_Directions for this task_. Please extract each line from the entries below that contains the word "woman". Case counts, so match its capitalization.

_Rows_.

────

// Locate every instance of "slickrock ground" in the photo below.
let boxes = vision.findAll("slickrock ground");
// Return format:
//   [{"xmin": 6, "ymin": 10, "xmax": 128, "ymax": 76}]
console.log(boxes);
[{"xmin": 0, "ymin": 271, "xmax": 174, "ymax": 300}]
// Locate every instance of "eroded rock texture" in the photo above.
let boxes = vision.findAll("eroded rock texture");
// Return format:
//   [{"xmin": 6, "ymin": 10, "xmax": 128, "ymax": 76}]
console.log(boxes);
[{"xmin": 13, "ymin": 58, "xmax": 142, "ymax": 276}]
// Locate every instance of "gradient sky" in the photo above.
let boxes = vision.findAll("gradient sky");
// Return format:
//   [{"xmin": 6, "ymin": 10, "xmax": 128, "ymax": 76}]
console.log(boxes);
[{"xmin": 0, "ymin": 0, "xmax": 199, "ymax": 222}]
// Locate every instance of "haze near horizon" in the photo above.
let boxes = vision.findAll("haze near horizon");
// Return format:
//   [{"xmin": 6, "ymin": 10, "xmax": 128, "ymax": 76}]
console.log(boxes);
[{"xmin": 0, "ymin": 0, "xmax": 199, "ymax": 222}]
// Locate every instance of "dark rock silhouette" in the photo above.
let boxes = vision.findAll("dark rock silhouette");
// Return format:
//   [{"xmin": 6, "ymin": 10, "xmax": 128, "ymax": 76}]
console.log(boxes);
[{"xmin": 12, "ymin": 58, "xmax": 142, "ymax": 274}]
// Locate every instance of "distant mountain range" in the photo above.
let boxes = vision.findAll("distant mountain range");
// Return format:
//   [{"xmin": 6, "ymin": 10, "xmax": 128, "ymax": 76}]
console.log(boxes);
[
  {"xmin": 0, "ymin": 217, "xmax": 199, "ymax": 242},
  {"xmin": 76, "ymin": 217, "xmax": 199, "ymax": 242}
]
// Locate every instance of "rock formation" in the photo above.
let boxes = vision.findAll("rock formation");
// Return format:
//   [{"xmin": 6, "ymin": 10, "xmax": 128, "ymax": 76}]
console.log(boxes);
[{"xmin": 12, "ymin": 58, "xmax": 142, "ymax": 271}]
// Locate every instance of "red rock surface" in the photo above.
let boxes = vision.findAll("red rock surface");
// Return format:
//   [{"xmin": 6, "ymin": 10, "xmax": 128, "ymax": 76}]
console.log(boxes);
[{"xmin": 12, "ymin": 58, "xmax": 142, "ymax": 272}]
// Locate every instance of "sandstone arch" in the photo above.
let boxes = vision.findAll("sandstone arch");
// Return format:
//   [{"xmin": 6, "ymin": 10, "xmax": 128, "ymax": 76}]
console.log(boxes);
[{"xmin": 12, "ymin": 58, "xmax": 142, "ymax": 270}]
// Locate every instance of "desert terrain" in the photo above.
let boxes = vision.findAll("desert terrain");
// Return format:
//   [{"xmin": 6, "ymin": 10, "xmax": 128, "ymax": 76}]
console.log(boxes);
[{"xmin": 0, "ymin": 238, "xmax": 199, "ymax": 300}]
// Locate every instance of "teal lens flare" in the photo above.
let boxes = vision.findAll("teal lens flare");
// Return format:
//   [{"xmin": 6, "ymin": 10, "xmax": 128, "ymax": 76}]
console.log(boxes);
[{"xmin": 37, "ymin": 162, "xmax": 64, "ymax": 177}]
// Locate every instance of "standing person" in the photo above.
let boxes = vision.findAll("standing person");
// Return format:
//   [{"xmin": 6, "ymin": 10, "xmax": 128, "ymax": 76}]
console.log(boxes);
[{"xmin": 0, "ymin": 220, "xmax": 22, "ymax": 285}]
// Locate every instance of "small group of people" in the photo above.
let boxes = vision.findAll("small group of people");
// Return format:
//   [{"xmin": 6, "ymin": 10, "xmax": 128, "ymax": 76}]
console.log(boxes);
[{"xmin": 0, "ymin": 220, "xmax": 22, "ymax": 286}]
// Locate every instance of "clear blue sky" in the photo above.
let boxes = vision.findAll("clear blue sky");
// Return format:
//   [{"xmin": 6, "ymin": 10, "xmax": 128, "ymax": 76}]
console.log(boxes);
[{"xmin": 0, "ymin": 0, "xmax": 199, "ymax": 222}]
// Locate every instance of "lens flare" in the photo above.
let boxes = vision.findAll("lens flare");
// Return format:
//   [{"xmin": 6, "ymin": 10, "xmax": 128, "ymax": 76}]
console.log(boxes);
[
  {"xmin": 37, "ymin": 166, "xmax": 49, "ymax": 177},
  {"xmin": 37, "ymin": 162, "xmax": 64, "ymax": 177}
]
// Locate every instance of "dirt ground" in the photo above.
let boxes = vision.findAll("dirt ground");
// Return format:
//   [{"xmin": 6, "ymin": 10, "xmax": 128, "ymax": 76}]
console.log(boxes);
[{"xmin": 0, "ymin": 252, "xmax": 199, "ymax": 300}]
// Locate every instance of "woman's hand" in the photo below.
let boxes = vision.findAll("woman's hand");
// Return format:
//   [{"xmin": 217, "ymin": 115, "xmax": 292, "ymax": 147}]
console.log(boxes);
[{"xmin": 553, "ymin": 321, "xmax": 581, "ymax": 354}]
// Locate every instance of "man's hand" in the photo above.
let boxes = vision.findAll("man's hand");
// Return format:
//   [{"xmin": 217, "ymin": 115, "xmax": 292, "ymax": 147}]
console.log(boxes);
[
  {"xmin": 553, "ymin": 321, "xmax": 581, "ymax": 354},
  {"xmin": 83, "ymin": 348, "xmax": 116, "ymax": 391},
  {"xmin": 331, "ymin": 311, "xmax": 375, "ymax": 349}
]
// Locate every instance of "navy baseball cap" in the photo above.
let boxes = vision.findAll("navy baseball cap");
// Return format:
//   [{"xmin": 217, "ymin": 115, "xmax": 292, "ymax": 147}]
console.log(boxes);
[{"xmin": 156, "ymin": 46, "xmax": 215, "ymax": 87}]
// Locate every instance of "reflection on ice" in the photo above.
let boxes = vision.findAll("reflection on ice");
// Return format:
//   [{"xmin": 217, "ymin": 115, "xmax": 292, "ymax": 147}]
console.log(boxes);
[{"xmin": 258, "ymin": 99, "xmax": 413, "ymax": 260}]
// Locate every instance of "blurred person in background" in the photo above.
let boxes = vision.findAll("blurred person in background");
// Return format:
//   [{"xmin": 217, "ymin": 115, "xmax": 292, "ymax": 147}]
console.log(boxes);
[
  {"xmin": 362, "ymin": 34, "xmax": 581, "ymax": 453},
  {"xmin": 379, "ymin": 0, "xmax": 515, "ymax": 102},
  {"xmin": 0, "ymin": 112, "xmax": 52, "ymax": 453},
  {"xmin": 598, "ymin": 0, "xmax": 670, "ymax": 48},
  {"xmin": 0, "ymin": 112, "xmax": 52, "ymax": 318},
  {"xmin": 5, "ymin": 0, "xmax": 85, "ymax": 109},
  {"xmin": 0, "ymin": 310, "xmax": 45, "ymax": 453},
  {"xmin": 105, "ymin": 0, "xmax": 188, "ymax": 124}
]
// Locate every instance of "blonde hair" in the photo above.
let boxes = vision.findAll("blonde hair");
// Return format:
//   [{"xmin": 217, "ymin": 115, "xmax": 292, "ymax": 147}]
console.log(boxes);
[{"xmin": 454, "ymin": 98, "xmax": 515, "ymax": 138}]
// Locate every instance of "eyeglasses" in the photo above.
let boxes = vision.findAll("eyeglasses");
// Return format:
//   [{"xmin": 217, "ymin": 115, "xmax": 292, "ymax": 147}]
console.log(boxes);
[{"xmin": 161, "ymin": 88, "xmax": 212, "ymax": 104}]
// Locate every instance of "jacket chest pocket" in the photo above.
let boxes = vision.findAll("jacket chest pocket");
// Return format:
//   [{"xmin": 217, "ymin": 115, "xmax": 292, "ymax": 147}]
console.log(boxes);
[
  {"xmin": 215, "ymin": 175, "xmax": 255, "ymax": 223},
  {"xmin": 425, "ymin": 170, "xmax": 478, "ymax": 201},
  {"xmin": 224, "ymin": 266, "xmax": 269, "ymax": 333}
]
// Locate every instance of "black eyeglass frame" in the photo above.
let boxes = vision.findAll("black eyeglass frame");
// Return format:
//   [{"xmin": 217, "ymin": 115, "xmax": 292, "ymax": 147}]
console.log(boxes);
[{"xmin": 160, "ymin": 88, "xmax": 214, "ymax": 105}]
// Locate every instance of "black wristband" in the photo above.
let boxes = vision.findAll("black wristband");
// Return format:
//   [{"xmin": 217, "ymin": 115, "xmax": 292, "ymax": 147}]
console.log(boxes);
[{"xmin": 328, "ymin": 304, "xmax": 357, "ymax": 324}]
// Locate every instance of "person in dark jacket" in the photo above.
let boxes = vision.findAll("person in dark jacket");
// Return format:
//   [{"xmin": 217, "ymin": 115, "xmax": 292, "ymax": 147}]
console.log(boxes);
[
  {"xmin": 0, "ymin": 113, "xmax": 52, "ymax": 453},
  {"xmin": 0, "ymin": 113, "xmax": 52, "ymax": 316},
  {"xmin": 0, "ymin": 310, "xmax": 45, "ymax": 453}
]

────

_Reply_.
// Locate every instance of "woman's hand" in the photo below.
let boxes = vision.findAll("woman's hand");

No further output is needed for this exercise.